| TEXTO FUENTE |
El domingo pasado veíamos que Jesús es la vid y nosotros los
sarmientos. Una sola vida, una sola planta, una misma savia y unos mismos
frutos. En el mismo clima de intimidad de su última cena, Jesús insiste en el
tema del permanecer: “Como el Padre me ama a mí, así los amo yo a
ustedes. Permanezcan en mi amor”.
Tenemos
aquí lo más medular del evangelio de Juan y de sus cartas: la revelación de Dios
amor (1 Jn 4,8.16). Dios
es amor quiere decir que todo su ser consiste en amarnos; no sabe ni quiere ni
puede hacer otra cosa. Todo tiene
su fundamento en el amor infinito, que es Dios. Y nuestra vida, que Él crea y
conduce amorosamente, es la gloria de Dios, según la inspirada frase de San
Ireneo: «la gloria de Dios es el hombre vivo». O como decía San Clemente de
Alejandría: Dios creó al hombre no porque tuviera necesidad de él, sino para
tener en quien poner sus beneficios.
Creados
por ese amor, elegidos en ese amor (Yo los he elegido - 15,16) y
obedientes a él (Esto es lo que les mando: ámense los unos a los otros - 15,17),
damos fruto abundante y duradero (15,16). Quien orienta así su vida a
impulsos del amor experimenta además la alegría de Jesús: “Les he dicho esto para que participen en mi alegría, y su alegría sea
completa” (v.11).

| DATOS SIN PROCESAR |
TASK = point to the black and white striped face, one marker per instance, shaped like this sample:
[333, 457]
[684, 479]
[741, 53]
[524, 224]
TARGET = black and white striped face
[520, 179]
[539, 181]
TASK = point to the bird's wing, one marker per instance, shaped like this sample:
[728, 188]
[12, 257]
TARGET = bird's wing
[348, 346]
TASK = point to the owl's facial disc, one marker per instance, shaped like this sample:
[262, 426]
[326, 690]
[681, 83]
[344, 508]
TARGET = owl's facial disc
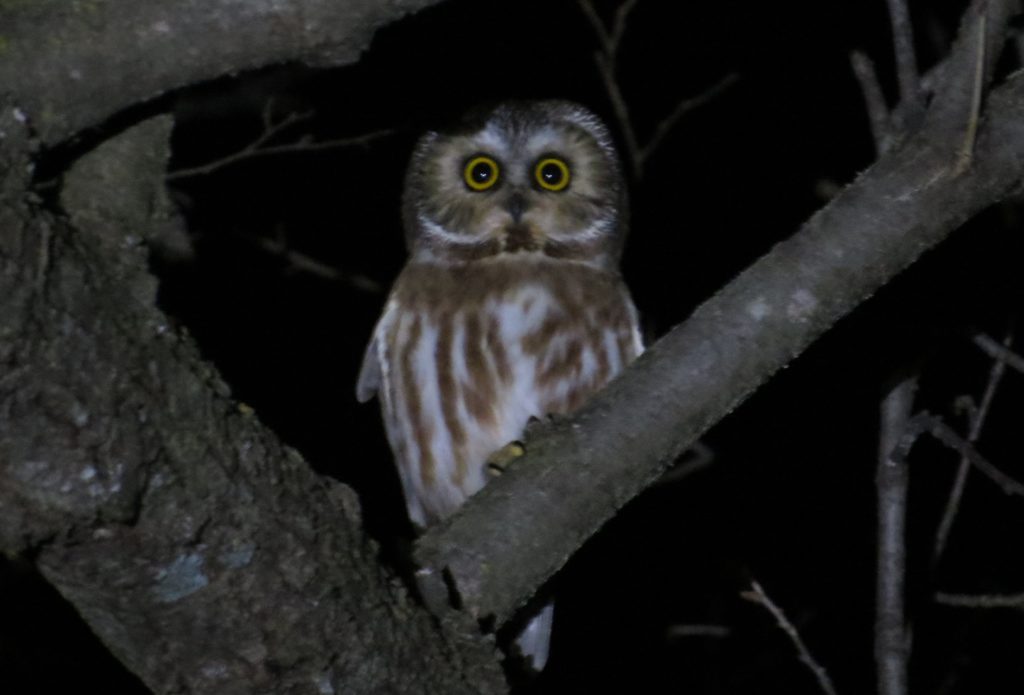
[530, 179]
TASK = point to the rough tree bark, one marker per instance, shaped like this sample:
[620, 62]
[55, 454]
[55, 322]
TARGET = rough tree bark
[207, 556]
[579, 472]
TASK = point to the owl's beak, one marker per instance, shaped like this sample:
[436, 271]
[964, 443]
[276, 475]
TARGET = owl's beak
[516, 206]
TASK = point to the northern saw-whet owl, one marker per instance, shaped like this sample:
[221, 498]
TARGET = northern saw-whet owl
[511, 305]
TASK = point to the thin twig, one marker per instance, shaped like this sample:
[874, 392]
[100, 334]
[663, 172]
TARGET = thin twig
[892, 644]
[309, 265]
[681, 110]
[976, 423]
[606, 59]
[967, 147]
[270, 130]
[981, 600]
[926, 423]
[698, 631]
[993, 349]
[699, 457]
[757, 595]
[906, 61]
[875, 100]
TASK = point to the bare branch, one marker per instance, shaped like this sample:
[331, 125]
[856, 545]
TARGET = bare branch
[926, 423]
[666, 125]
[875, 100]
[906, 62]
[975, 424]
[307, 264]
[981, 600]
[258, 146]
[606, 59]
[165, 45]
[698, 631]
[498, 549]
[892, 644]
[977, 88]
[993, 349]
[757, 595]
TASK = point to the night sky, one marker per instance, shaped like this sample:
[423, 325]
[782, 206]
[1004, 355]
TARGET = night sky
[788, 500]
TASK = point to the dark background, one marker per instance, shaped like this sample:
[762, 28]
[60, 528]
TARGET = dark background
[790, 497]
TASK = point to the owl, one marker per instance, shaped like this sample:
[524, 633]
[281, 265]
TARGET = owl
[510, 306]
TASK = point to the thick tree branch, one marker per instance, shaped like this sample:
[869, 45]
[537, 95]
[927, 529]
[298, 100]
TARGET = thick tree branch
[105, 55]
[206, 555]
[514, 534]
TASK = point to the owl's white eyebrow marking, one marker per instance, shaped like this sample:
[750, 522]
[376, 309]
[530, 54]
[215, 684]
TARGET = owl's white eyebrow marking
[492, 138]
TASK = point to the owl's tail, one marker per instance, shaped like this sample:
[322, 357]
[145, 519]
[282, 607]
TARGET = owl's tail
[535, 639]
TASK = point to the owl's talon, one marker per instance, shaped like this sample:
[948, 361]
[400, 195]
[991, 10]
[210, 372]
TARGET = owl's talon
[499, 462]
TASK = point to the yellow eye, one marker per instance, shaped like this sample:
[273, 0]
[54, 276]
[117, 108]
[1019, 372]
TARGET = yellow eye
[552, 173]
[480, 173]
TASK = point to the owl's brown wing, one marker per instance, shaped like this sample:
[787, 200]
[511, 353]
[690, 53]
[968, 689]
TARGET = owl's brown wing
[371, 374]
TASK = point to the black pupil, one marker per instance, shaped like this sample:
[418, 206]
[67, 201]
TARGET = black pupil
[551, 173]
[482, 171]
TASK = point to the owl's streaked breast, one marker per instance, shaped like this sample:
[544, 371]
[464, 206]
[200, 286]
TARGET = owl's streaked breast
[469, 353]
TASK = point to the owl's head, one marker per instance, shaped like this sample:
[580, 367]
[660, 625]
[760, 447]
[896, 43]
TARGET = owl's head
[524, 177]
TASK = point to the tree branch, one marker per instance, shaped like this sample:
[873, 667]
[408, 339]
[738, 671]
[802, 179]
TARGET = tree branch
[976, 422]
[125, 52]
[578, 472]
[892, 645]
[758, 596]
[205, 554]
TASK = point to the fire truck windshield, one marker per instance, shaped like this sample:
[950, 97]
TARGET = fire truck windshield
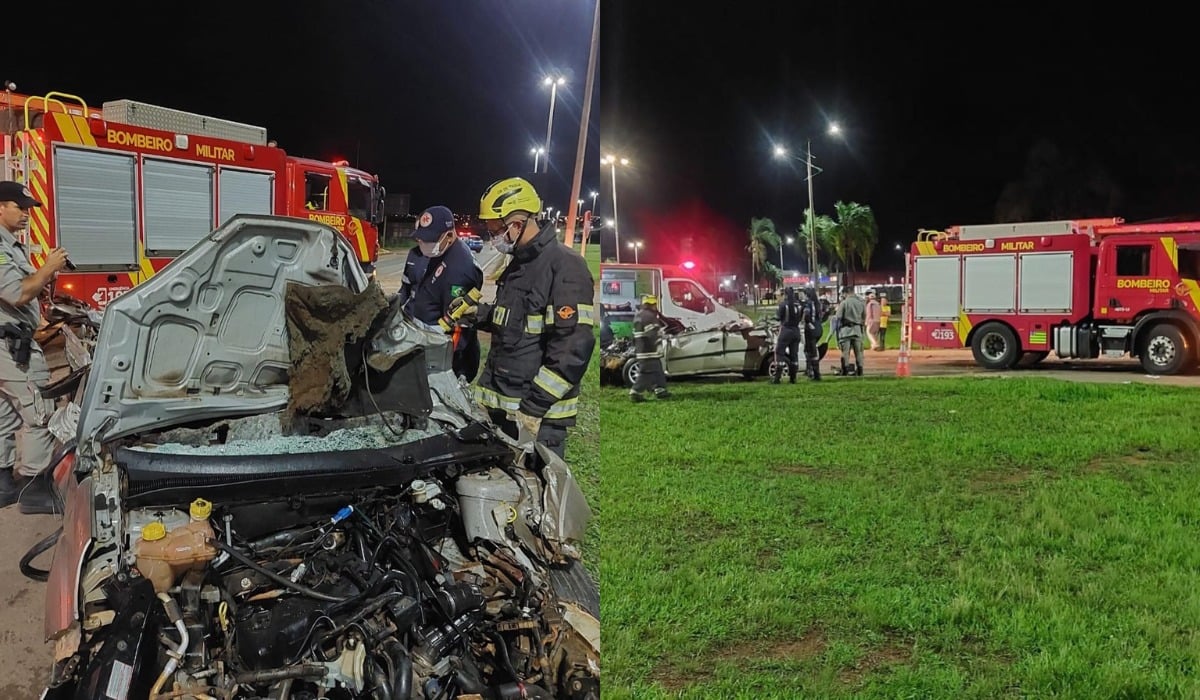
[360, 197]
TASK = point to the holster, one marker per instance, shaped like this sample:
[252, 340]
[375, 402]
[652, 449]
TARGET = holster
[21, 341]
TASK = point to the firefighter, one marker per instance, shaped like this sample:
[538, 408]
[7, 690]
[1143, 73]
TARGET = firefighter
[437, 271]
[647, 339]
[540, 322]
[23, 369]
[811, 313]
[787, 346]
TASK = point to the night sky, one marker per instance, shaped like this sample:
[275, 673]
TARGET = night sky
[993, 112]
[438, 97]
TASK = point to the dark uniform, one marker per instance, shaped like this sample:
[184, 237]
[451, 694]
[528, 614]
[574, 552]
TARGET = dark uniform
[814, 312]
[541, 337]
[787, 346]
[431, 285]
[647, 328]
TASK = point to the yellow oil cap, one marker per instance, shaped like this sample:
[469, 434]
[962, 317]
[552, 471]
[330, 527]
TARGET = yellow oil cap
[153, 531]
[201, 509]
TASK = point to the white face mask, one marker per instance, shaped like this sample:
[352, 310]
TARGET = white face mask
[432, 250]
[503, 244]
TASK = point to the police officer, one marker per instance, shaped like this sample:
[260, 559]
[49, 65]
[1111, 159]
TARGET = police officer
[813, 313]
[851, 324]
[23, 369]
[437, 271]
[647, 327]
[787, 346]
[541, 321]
==
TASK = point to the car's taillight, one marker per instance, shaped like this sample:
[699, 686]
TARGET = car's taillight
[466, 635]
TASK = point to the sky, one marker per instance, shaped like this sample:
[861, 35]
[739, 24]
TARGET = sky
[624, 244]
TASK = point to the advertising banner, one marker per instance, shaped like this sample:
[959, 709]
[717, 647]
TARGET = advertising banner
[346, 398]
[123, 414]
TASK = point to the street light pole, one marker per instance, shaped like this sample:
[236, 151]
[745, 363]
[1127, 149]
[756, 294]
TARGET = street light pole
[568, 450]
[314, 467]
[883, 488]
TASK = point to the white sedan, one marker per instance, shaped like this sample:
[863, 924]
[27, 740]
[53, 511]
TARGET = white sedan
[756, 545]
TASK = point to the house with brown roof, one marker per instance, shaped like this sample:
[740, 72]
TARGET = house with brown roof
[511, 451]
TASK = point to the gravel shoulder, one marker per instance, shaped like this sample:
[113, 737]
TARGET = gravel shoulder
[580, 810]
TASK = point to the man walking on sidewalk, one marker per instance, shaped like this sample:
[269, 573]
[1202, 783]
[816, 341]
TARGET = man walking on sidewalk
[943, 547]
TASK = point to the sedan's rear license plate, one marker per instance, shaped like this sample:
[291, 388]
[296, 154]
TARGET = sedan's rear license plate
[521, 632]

| EJERCICIOS PROPUESTOS |
a - Según el texto sobre el amor de Dios, ¿para qué creó Dios al hombre, de acuerdo con San Clemente de Alejandría?
b - Cuenta las líneas de los registros que contienen la cadena "house", teniendo en cuenta mayúsculas y minúsculas. Responde únicamente con el número.

| SOLUCIONES DESARROLLADAS |
a - Para tener en quien poner sus beneficios, no porque tuviera necesidad de él.

b - 2